> What you need to do:
1/ From the Veggie-lovers farm report, extract the passage from "In order to" to "for the farmer.".
2/ Answer these questions using the Veggie-lovers farm report:
(a) What is the property's annual water allocation?
(b) Which crop is currently grown in the winter?
(c) What gross margin does the plan using only the current three crops give?

> Text passage:

_ _ _ _ _ _ _

Prepared by Cherie Dearle and Brad Riner

University of Sydney
2012

Introduction

Veggie-lovers is a 300ha property located in the Murrumbidgee region. It is a fully irrigated property with the ability to furrow, flood and sprinkler irrigate. The property has an annual water allocation of 1850ML, 1000ML being allocated to the autumn and winter months, while the remaining 850ML are allocated to the spring and summer months. The team of veggie-lovers include 2 full time employees, 2 part time employees and one casual employee, giving a total of 360 labour hours available each month.

Currently, Veggie-lovers runs a crop rotation of either processing sweet-corn or processing potatoes in the summer, and faba beans in the winter. The management objective for this property is to continue with the summer crops but possibly grow a different winter crop. It is hoped that this report will inform the managers of the property of the most profitable mix of summer crops to run combined with a more profitable winter crop, while meeting all labour and cash flow constraints.

Modelling

In order to determine the optimal farm plan for Veggie-lovers, linear programming models were used. These models were initially very simple and then gradually built in complexity as they moved towards a more realistic situation. This process allows greater analysis of the major factors that impact the total gross margin. When factoring each of the constraints, an informed decision can be made as to which plan is the optimal whole farm plan. Using data from the other models helps decide what decisions to make in the future, when scarce resources become more available for the farmer.

Using only the current three crops being grown, without considering monetary constraints, the optimal farm plan was 106.25ha of processing potatoes and 193.75ha of faba beans. This plan gives a gross margin of $510,794. Summer water allocation is the limiting factor here, but the farm would be willing to pay a shadow price of $365.88 if the resource is available. Having more water available will give the farm more security in a dry season, or to grow other vegetables that are more profitable that require more water. There is plenty of labour available in each of the months in this particular model. Processing sweet corn should not be taken into consideration because growing a hectare will decrease the total gross margin value by $3,489.

_ _ _ _ _ _ _

> Dataset rows:

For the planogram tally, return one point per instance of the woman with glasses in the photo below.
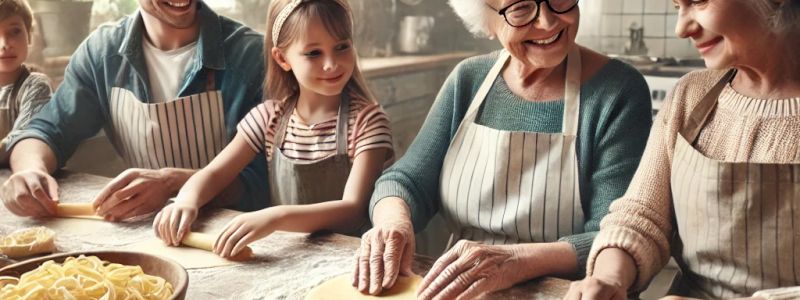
(522, 152)
(719, 184)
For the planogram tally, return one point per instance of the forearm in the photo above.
(390, 210)
(33, 154)
(341, 216)
(615, 266)
(540, 259)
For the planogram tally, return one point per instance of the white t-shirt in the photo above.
(166, 69)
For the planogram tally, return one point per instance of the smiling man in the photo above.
(168, 85)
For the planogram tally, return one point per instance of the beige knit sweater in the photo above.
(742, 129)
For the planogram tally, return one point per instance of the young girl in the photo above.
(324, 135)
(22, 92)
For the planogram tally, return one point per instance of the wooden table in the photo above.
(287, 265)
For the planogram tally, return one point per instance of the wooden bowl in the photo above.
(165, 268)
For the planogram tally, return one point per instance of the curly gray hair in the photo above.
(475, 14)
(783, 17)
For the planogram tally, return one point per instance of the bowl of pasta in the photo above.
(94, 275)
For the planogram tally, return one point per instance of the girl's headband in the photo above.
(282, 16)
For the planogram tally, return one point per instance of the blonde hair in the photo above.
(9, 8)
(336, 17)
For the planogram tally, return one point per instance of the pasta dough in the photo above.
(85, 278)
(27, 242)
(342, 288)
(206, 242)
(77, 210)
(195, 255)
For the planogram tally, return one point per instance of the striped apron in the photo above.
(301, 182)
(9, 113)
(503, 187)
(183, 133)
(738, 224)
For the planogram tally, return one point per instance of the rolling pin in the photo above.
(206, 242)
(76, 210)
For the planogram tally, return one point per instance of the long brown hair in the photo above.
(337, 18)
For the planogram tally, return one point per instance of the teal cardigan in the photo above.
(615, 120)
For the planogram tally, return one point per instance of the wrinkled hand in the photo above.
(470, 270)
(594, 288)
(133, 193)
(386, 251)
(174, 221)
(245, 229)
(30, 193)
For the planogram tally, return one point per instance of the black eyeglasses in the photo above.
(523, 12)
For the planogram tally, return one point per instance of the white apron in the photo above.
(182, 133)
(503, 187)
(737, 223)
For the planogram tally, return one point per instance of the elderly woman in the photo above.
(719, 183)
(522, 153)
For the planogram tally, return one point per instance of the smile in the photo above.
(177, 4)
(546, 41)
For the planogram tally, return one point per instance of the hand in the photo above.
(245, 229)
(30, 193)
(595, 288)
(386, 251)
(470, 270)
(133, 193)
(174, 221)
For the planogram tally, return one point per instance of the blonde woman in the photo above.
(325, 137)
(718, 185)
(522, 152)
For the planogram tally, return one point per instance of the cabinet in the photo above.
(406, 87)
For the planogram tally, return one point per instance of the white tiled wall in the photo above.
(605, 23)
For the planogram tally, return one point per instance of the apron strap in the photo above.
(211, 83)
(288, 108)
(341, 123)
(700, 113)
(341, 126)
(572, 93)
(477, 101)
(17, 85)
(123, 68)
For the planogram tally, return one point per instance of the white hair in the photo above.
(783, 17)
(475, 14)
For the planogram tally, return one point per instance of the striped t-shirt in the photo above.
(368, 128)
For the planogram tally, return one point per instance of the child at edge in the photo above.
(22, 92)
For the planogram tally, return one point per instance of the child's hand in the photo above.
(245, 229)
(174, 222)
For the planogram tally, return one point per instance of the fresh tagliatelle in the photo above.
(27, 242)
(85, 278)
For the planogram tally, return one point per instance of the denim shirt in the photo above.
(80, 108)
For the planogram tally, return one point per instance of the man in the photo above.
(168, 85)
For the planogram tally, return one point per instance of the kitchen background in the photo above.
(407, 48)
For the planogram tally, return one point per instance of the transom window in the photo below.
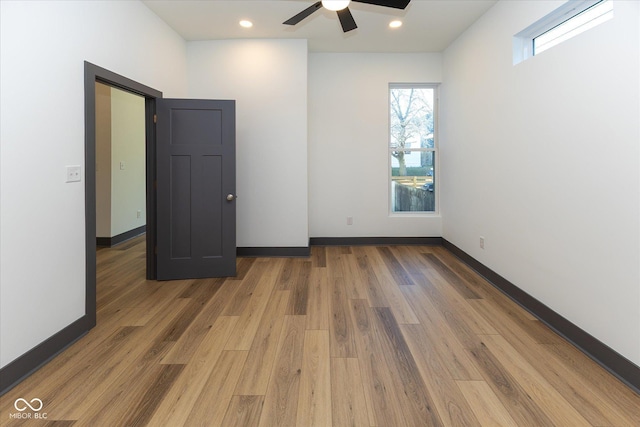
(567, 21)
(412, 147)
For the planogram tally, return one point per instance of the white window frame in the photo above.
(524, 41)
(436, 157)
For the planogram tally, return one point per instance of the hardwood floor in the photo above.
(352, 336)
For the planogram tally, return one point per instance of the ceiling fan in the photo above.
(342, 8)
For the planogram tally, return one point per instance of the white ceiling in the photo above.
(428, 25)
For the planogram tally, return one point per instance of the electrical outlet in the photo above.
(73, 174)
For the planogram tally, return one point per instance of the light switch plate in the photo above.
(74, 174)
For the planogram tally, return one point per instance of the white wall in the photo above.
(348, 143)
(542, 159)
(268, 80)
(42, 244)
(128, 185)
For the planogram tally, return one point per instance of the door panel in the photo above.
(196, 172)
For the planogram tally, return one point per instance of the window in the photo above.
(413, 147)
(569, 20)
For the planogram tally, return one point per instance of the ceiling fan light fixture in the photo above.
(335, 4)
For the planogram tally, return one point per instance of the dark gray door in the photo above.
(196, 172)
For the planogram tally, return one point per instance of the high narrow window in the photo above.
(412, 147)
(569, 20)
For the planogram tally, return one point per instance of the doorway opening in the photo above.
(93, 74)
(120, 166)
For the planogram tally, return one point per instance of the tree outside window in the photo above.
(412, 147)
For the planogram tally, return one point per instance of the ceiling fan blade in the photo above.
(396, 4)
(346, 20)
(299, 17)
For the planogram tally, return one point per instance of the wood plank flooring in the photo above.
(352, 336)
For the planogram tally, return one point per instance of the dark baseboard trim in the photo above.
(13, 373)
(274, 252)
(120, 238)
(608, 358)
(364, 241)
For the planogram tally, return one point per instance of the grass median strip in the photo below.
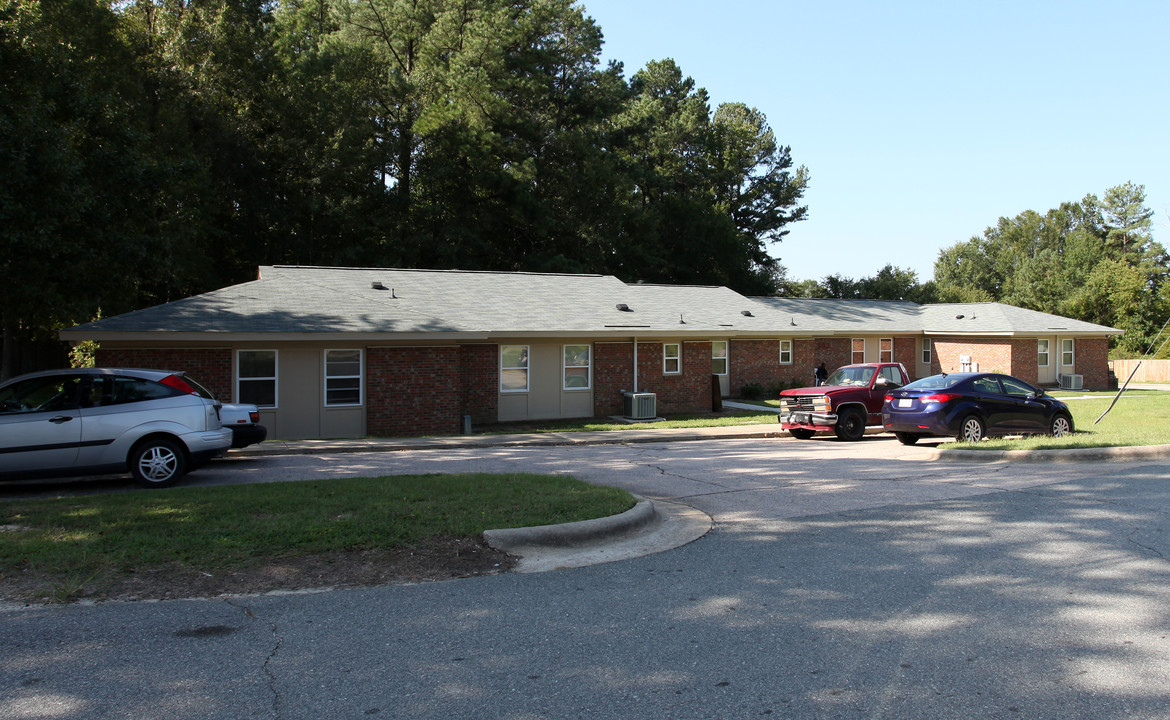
(215, 529)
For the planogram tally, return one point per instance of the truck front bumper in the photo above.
(803, 418)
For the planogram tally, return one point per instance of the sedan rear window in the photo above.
(936, 382)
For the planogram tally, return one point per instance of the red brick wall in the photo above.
(211, 367)
(613, 371)
(754, 361)
(479, 374)
(906, 351)
(413, 391)
(834, 352)
(676, 393)
(1092, 357)
(1012, 356)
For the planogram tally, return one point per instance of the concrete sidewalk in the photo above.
(634, 434)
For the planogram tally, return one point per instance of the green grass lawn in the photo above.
(685, 420)
(1138, 418)
(219, 529)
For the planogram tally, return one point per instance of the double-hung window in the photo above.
(718, 357)
(672, 358)
(577, 367)
(343, 377)
(513, 368)
(1041, 352)
(256, 377)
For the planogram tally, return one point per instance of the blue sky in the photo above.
(923, 123)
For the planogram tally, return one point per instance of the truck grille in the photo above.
(800, 403)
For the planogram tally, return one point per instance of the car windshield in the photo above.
(851, 376)
(936, 382)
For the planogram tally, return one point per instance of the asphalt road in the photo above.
(840, 581)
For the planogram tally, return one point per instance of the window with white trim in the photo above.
(513, 368)
(718, 357)
(343, 378)
(577, 367)
(672, 358)
(256, 377)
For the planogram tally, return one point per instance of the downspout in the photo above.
(635, 363)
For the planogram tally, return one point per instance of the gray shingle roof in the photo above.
(315, 300)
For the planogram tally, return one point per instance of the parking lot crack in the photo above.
(267, 666)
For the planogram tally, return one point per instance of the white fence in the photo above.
(1151, 371)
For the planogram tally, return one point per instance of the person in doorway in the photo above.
(821, 374)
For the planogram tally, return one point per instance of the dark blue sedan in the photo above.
(971, 406)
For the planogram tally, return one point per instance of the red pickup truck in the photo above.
(848, 400)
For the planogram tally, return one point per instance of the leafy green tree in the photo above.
(1092, 260)
(77, 178)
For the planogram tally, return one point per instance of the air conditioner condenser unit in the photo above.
(640, 405)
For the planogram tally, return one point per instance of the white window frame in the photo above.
(1045, 352)
(724, 357)
(565, 367)
(786, 351)
(676, 357)
(527, 368)
(276, 372)
(359, 377)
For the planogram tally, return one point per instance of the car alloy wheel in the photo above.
(972, 430)
(158, 463)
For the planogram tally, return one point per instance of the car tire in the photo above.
(972, 430)
(158, 463)
(851, 425)
(1061, 426)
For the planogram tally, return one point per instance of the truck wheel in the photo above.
(851, 425)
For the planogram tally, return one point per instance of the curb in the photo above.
(573, 534)
(1073, 454)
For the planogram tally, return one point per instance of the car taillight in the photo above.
(178, 383)
(938, 397)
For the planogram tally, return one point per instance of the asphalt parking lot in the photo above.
(838, 581)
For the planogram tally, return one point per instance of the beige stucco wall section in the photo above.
(545, 397)
(301, 409)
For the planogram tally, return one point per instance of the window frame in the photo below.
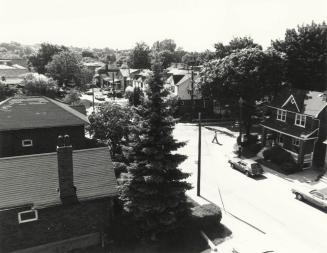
(294, 142)
(300, 117)
(27, 145)
(281, 115)
(20, 220)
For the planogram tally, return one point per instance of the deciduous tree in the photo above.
(66, 67)
(110, 124)
(248, 73)
(235, 44)
(140, 56)
(44, 56)
(306, 51)
(38, 84)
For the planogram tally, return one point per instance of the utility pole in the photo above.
(199, 158)
(192, 88)
(240, 101)
(93, 96)
(113, 84)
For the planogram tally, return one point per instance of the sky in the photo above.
(195, 25)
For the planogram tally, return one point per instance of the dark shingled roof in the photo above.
(289, 129)
(33, 179)
(308, 102)
(37, 112)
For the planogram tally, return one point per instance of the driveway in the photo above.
(266, 203)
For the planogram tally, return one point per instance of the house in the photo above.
(56, 192)
(92, 66)
(31, 125)
(180, 83)
(56, 202)
(298, 123)
(139, 77)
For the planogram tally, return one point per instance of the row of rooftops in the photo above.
(37, 112)
(32, 180)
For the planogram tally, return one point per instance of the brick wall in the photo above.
(44, 140)
(54, 224)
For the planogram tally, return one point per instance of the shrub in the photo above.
(289, 167)
(278, 155)
(204, 216)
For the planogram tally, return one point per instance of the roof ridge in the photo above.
(67, 108)
(50, 153)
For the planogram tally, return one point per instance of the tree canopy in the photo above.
(139, 57)
(306, 51)
(37, 84)
(153, 188)
(235, 44)
(44, 56)
(110, 124)
(248, 73)
(66, 67)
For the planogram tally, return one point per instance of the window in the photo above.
(317, 194)
(281, 115)
(27, 216)
(280, 139)
(300, 120)
(27, 143)
(296, 142)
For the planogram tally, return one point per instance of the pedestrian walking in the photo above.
(215, 139)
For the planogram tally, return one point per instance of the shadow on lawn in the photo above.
(186, 239)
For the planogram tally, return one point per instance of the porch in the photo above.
(301, 149)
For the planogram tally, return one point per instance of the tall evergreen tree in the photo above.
(153, 189)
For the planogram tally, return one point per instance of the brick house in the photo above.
(56, 194)
(31, 125)
(56, 202)
(298, 123)
(179, 82)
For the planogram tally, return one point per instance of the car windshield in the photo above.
(256, 166)
(323, 191)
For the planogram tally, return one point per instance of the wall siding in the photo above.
(44, 140)
(54, 224)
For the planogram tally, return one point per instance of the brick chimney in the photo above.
(67, 189)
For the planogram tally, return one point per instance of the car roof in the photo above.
(249, 161)
(323, 191)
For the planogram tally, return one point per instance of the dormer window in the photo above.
(27, 143)
(27, 216)
(281, 115)
(300, 120)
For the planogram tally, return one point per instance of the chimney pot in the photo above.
(67, 189)
(66, 140)
(60, 141)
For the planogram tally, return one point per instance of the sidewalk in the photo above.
(244, 238)
(307, 176)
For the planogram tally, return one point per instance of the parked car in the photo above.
(315, 196)
(247, 166)
(89, 92)
(100, 97)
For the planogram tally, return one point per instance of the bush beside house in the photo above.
(281, 157)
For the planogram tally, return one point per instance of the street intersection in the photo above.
(266, 204)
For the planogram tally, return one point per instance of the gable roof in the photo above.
(306, 102)
(37, 112)
(33, 179)
(291, 100)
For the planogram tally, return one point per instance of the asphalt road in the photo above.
(266, 203)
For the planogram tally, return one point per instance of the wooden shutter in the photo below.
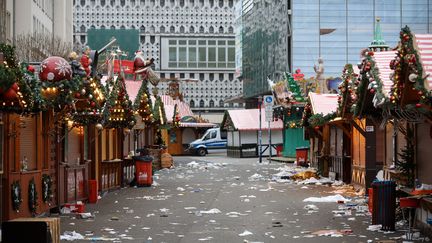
(28, 144)
(74, 140)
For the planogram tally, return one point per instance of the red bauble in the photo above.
(31, 69)
(10, 94)
(15, 87)
(54, 69)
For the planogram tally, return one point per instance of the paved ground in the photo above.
(217, 200)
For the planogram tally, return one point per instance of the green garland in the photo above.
(16, 195)
(33, 197)
(46, 188)
(143, 104)
(346, 91)
(320, 119)
(408, 60)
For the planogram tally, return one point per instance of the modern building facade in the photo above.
(336, 30)
(190, 40)
(48, 17)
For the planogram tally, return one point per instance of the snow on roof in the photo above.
(424, 47)
(323, 103)
(248, 120)
(382, 61)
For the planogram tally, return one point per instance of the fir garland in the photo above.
(346, 96)
(16, 195)
(46, 188)
(407, 62)
(321, 119)
(143, 104)
(33, 197)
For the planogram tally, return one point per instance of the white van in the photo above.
(213, 138)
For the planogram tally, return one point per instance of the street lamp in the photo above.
(259, 131)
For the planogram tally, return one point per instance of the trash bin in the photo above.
(143, 170)
(93, 191)
(279, 149)
(301, 156)
(384, 204)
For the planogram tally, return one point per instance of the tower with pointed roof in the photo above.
(378, 43)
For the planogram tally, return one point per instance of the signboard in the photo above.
(268, 104)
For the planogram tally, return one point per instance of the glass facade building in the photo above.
(336, 30)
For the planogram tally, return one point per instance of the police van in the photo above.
(212, 139)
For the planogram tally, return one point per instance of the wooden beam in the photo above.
(361, 130)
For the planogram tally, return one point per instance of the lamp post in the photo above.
(259, 131)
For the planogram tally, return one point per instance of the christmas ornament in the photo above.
(54, 69)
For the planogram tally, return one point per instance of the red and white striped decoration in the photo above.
(424, 47)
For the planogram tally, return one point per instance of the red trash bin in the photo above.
(143, 170)
(93, 191)
(301, 156)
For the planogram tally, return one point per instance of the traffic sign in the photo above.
(268, 100)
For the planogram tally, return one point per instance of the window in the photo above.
(231, 76)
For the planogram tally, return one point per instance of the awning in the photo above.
(323, 103)
(424, 47)
(248, 120)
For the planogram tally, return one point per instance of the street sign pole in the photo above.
(259, 131)
(268, 103)
(269, 142)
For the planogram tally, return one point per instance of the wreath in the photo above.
(32, 196)
(46, 188)
(16, 196)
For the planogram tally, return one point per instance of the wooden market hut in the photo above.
(411, 102)
(242, 128)
(319, 111)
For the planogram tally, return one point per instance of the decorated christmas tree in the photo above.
(20, 90)
(295, 89)
(176, 117)
(89, 101)
(118, 111)
(143, 104)
(346, 96)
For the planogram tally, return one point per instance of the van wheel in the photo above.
(201, 152)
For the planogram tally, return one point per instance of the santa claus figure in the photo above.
(86, 61)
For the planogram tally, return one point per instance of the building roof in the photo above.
(382, 61)
(248, 120)
(424, 47)
(323, 103)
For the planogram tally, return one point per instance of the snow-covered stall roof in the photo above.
(248, 120)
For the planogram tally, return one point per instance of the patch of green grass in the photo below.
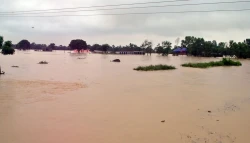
(154, 68)
(223, 62)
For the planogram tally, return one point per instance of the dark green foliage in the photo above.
(7, 48)
(1, 42)
(78, 45)
(164, 48)
(223, 62)
(23, 45)
(147, 46)
(200, 47)
(105, 48)
(154, 68)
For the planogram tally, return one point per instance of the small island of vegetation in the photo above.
(154, 68)
(223, 62)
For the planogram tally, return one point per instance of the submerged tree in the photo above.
(78, 45)
(147, 45)
(23, 45)
(105, 48)
(1, 42)
(7, 48)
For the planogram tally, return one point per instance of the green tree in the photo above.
(23, 45)
(7, 48)
(166, 47)
(159, 49)
(52, 46)
(78, 45)
(147, 46)
(1, 41)
(105, 48)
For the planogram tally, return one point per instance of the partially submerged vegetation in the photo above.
(43, 62)
(154, 68)
(223, 62)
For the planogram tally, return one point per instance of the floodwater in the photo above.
(93, 100)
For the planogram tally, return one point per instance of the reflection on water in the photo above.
(94, 100)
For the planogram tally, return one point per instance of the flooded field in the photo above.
(93, 100)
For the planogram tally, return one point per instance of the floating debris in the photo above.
(43, 62)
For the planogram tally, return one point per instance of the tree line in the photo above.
(202, 48)
(195, 47)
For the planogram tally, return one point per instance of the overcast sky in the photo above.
(122, 30)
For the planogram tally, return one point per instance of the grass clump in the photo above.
(223, 62)
(154, 68)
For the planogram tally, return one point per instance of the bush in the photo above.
(223, 62)
(154, 68)
(8, 50)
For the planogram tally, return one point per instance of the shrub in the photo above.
(154, 68)
(223, 62)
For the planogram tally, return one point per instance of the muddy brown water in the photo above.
(93, 100)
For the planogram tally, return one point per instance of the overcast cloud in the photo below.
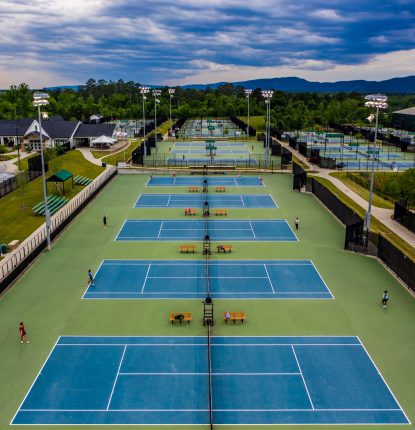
(64, 42)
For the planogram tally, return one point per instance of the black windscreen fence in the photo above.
(404, 216)
(346, 215)
(397, 261)
(376, 244)
(299, 177)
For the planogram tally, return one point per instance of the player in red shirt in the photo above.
(23, 334)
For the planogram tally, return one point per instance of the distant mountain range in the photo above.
(404, 85)
(297, 85)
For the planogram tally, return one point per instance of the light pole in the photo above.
(267, 94)
(42, 99)
(171, 93)
(247, 93)
(377, 101)
(144, 91)
(156, 93)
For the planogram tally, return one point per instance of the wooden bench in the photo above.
(221, 212)
(180, 316)
(190, 211)
(187, 248)
(224, 248)
(234, 316)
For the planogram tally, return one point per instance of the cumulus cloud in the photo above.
(197, 40)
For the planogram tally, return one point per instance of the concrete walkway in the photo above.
(383, 215)
(8, 166)
(86, 152)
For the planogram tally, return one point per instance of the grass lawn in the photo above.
(48, 299)
(119, 157)
(5, 157)
(17, 218)
(377, 200)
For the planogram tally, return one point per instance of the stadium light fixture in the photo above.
(42, 99)
(144, 91)
(378, 101)
(248, 92)
(171, 93)
(156, 93)
(267, 94)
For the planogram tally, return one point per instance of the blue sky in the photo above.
(64, 42)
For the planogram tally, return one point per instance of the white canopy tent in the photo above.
(103, 141)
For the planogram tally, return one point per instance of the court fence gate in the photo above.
(375, 244)
(18, 260)
(404, 215)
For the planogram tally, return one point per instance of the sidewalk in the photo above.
(383, 215)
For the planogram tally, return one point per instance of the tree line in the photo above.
(122, 100)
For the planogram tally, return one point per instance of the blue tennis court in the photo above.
(225, 161)
(222, 200)
(183, 279)
(197, 181)
(179, 230)
(203, 151)
(218, 143)
(165, 380)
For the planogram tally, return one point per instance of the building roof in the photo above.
(95, 130)
(37, 133)
(8, 127)
(408, 111)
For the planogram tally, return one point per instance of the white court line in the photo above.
(302, 376)
(321, 278)
(88, 285)
(120, 230)
(34, 382)
(275, 203)
(252, 229)
(213, 373)
(145, 280)
(135, 204)
(161, 226)
(270, 282)
(387, 386)
(219, 410)
(116, 377)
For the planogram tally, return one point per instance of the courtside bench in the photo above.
(224, 248)
(187, 248)
(221, 212)
(234, 316)
(190, 211)
(181, 316)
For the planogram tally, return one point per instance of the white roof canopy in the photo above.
(103, 140)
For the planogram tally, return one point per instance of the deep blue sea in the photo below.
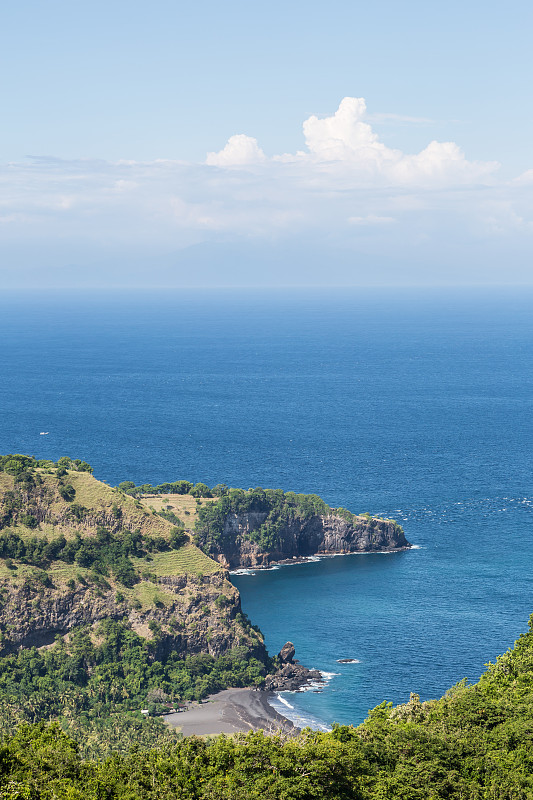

_ _ _ _ _ _ _

> Solutions to the tasks:
1/
In order to determine the optimal farm plan for Veggie-lovers, linear programming models were used. These models were initially very simple and then gradually built in complexity as they moved towards a more realistic situation. This process allows greater analysis of the major factors that impact the total gross margin. When factoring each of the constraints, an informed decision can be made as to which plan is the optimal whole farm plan. Using data from the other models helps decide what decisions to make in the future, when scarce resources become more available for the farmer.

2/
(a) 1850ML
(b) Faba beans
(c) $510,794